Schreib bitte alle folgenden Zeilen neu und ersetze dabei überall "single point apiece" durch "single dot apiece", ohne sonst etwas zu ändern. Die Bilder gehören nicht in die Antwort.

━━ ZU VERWENDENDE ZEILEN ━━

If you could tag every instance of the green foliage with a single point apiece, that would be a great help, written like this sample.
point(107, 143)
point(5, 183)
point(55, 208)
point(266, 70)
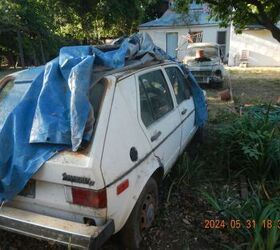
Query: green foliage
point(251, 143)
point(46, 25)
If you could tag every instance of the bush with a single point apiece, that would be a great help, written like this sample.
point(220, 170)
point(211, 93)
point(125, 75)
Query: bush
point(251, 143)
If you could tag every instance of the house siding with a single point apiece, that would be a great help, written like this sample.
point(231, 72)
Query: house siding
point(263, 49)
point(209, 35)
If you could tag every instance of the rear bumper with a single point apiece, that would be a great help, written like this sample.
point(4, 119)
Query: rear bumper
point(58, 230)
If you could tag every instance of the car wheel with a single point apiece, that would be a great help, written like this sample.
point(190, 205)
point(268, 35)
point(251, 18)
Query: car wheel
point(141, 217)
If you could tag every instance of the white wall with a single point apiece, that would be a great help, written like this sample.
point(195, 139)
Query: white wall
point(263, 49)
point(209, 35)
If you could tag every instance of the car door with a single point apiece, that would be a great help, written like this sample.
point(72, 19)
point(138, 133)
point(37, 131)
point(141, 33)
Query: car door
point(184, 100)
point(159, 116)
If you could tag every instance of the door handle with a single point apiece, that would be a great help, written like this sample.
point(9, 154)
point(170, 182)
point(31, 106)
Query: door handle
point(184, 111)
point(155, 136)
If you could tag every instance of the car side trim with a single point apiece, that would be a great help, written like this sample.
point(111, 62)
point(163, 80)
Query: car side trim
point(148, 154)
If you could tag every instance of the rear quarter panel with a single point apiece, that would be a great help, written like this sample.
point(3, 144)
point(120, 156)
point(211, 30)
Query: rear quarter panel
point(124, 132)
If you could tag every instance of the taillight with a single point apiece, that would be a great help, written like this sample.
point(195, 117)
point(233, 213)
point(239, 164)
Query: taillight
point(86, 197)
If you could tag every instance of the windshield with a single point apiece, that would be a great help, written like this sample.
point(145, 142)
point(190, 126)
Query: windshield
point(209, 52)
point(10, 95)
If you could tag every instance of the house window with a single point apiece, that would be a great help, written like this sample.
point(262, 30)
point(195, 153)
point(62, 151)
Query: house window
point(195, 37)
point(221, 40)
point(172, 44)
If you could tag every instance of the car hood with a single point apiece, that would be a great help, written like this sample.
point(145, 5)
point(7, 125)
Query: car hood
point(191, 62)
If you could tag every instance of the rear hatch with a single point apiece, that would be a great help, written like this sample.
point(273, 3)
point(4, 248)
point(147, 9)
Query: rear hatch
point(70, 185)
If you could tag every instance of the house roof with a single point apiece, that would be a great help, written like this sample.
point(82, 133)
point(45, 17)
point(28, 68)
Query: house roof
point(171, 18)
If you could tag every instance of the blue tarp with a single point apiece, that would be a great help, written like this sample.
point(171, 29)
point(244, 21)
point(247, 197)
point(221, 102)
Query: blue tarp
point(55, 112)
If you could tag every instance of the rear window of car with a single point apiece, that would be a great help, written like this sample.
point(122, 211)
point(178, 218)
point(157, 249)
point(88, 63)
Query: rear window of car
point(179, 83)
point(155, 97)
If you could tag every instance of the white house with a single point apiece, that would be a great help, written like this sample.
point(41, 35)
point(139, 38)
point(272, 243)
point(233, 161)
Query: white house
point(172, 32)
point(255, 47)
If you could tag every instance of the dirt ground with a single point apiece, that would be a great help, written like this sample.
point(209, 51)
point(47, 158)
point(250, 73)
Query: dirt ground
point(180, 222)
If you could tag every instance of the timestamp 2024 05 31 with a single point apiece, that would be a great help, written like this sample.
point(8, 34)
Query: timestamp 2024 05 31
point(239, 224)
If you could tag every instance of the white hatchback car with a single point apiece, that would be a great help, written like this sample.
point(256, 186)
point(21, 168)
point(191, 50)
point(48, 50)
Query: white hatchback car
point(146, 117)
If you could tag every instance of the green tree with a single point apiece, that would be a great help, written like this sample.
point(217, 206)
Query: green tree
point(241, 13)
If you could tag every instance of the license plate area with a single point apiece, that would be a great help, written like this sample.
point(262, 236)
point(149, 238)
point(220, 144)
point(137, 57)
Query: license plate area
point(29, 189)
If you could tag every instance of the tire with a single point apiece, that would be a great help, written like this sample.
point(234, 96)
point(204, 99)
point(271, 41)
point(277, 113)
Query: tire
point(199, 136)
point(141, 217)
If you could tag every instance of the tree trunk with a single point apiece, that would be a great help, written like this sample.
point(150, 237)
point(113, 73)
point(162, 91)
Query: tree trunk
point(275, 31)
point(42, 51)
point(20, 46)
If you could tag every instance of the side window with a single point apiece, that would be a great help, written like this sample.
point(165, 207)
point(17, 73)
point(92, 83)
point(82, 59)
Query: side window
point(155, 97)
point(179, 84)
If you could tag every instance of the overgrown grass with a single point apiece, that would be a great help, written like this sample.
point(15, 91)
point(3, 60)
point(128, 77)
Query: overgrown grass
point(241, 145)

━━━

VOLLSTÄNDIGE ANTWORT -
If you could tag every instance of the green foliage with a single dot apiece, that would be a great help, written like this sample.
point(107, 143)
point(5, 183)
point(55, 208)
point(266, 70)
Query: green foliage
point(251, 143)
point(46, 25)
If you could tag every instance of the bush with a single dot apiece, that would be a great help, written like this sample.
point(220, 170)
point(211, 93)
point(125, 75)
Query: bush
point(251, 143)
If you could tag every instance of the house siding with a single dot apiece, that would be a great help, written like this sample.
point(231, 72)
Query: house siding
point(263, 49)
point(209, 35)
If you could tag every instance of the rear bumper with a single dot apiece, that would be a great help, written like this sample.
point(4, 119)
Query: rear bumper
point(58, 230)
If you could tag every instance of the car wheel with a single dot apiece, that would be a great help, written like this sample.
point(190, 205)
point(268, 35)
point(251, 18)
Query: car wheel
point(141, 217)
If you could tag every instance of the white wall with a single dot apiece, that would be a great help, written like this sample.
point(195, 139)
Query: white wall
point(263, 49)
point(209, 35)
If you could tag every instance of the car door with a single dot apiece, that would be a great help, written like this sample.
point(72, 19)
point(138, 133)
point(37, 131)
point(141, 33)
Query: car door
point(184, 100)
point(159, 116)
If you could tag every instance of the door handle with a single dot apiece, that would be a great help, written like this sample.
point(9, 154)
point(170, 182)
point(31, 106)
Query: door handle
point(184, 111)
point(155, 136)
If you could tag every instance of the car side trim with a single dot apiece, that would be a great help, written like this sample.
point(111, 62)
point(163, 80)
Query: car side trim
point(148, 154)
If you could tag every instance of the rear quarter panel with a single dot apiece, that would be a great help, written like this sample.
point(3, 144)
point(120, 156)
point(211, 30)
Query: rear quarter panel
point(124, 132)
If you could tag every instance of the taillight with a single dot apiece, that would be a great help, written like this sample.
point(195, 117)
point(233, 213)
point(239, 164)
Query: taillight
point(86, 197)
If you could tag every instance of the windshield with a single dot apiece, that would be a great help, written like this sample.
point(145, 142)
point(190, 126)
Query: windshield
point(209, 52)
point(10, 95)
If you could tag every instance of the house window with a single dot apiece, that would be a great help, written like this sample.
point(262, 30)
point(195, 153)
point(62, 151)
Query: house window
point(195, 37)
point(221, 40)
point(172, 44)
If you could tag every instance of the car hood with a single dot apiece, that would be a great help, written like this sample.
point(145, 5)
point(7, 125)
Query: car hood
point(191, 62)
If you could tag every instance of the rear hatch with a single dot apiece, that would be a great help, written like this sample.
point(273, 3)
point(4, 248)
point(147, 9)
Query: rear hatch
point(70, 185)
If you could tag every instance of the house roof with a single dot apiece, that would be a great help, written like this sample.
point(82, 133)
point(45, 17)
point(28, 68)
Query: house roof
point(171, 18)
If you could tag every instance of the blue tarp with a single dot apiece, that would be a great help, written like this sample.
point(171, 29)
point(244, 21)
point(247, 197)
point(221, 102)
Query: blue tarp
point(55, 112)
If you could tag every instance of the rear window of car with a single dot apiece, that would be a great help, written like this sample.
point(122, 211)
point(178, 218)
point(157, 249)
point(88, 63)
Query: rear window of car
point(179, 83)
point(155, 97)
If you could tag every instance of the white house with a single dot apiece, that would be a great help, written like this sample.
point(41, 35)
point(139, 38)
point(272, 243)
point(233, 161)
Query: white house
point(172, 32)
point(255, 47)
If you could tag every instance of the dirt ground with a single dot apiece, that would be a great help, written like this sample.
point(209, 51)
point(47, 158)
point(250, 73)
Query: dirt ground
point(180, 222)
If you could tag every instance of the timestamp 2024 05 31 with a single dot apiece, that would be a great help, written like this sample.
point(8, 34)
Query: timestamp 2024 05 31
point(239, 224)
If you could tag every instance of the white hatchback car with a single dot apiece, that would be a great help, written like this sample.
point(256, 186)
point(21, 168)
point(191, 50)
point(48, 50)
Query: white hatchback car
point(146, 117)
If you could tag every instance of the green tree with a single dot apiece, that would be a great help, written like this sample.
point(217, 206)
Query: green tree
point(241, 13)
If you could tag every instance of the license plate area with a single dot apiece, that would be a great help, written like this sample.
point(262, 236)
point(149, 238)
point(220, 144)
point(137, 57)
Query: license plate area
point(29, 189)
If you could tag every instance of the tire with a single dot apiece, that would be a great help, written like this sample.
point(234, 96)
point(204, 99)
point(271, 41)
point(277, 113)
Query: tire
point(199, 136)
point(141, 217)
If you could tag every instance of the tree trunk with a single dot apiece, that would be a great help, written like this sample.
point(150, 237)
point(113, 73)
point(162, 91)
Query: tree trunk
point(275, 31)
point(42, 51)
point(20, 46)
If you could tag every instance of the side window with a single dot apiece, that would be a great help, written like this sample.
point(165, 207)
point(17, 73)
point(92, 83)
point(82, 59)
Query: side window
point(155, 97)
point(179, 84)
If you could tag every instance of the overgrown grass with a single dot apiece, that would be a great help, written like this sample.
point(15, 91)
point(3, 60)
point(128, 77)
Query: overgrown grass
point(241, 145)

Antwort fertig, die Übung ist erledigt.